本文
論壇

[連載]君は日本を知っているか ⑨
放浪する知識人の役割

地域文化を変えた余所者達の話

神奈川大学名誉教授 橘川 俊忠

このところ世界はどうなっているのか、どこへ行こうとしているのか、まるで見当もつかないような状況が続いている。地球上のあらゆるところでテロが横行し、多くの国で内戦が戦われ、ついには国家間の戦争が始まるかもしれない緊迫感が漂い始めてもいる。特に極東アジアにおいては、何をやるかわからない独裁者に対して、これも何を考えているかわからない超大国の大統領が、互いに挑発をエスカレートさせ、何時不測の事態が発生してもおかしくない状態が続く。EU各国の選挙においても、極右・排外主義勢力の台頭によって政治的に不安定な状況に陥りつつある。

表示データ
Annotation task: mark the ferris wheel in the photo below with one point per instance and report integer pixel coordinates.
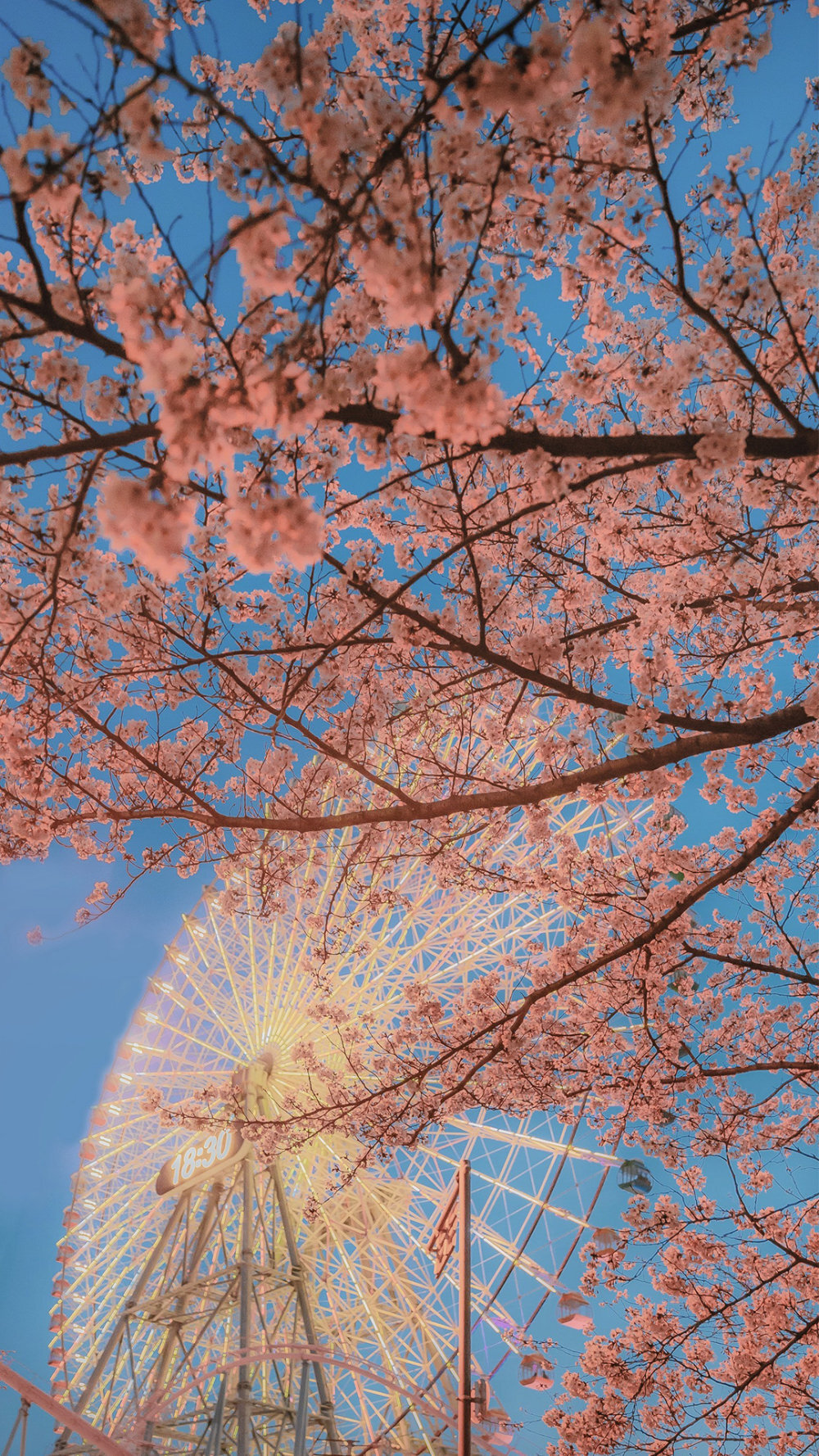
(213, 1298)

指示 A
本文について、次の問いに答えてください。
(i) この連載の題名は何ですか。
(ii) 筆者の肩書は何ですか。
(iii) EU各国の選挙で政治的に不安定な状況をもたらしているのは何ですか。
指示 B
本文にある放浪する知識人についての論考を、最後の文に続けて書き進めてください。

解答 A
(i) 君は日本を知っているか
(ii) 神奈川大学名誉教授
(iii) 極右・排外主義勢力の台頭

解答 B
こんな地球規模の混迷が不安を醸成している時期に、小さな過去の話を持ち出しても何だという反応しか期待できないかもしれない。しかし、こんな時だからこそ足元をしっかり見つめ、物事を冷静に判断できる基礎を固める必要がある。現代の世界を見るにあたっても、歴史を振り返るにしても、ありふれたイメージに依存している限りは迷霧を振り払うことはできない。自分たちの判断が、いかにありふれたイメージに左右されているかを自覚すること、それが混迷の先を見据える基礎となる。そういう目を養うこと、それがこの連載の狙いでもあることを銘記して本題に入りたい。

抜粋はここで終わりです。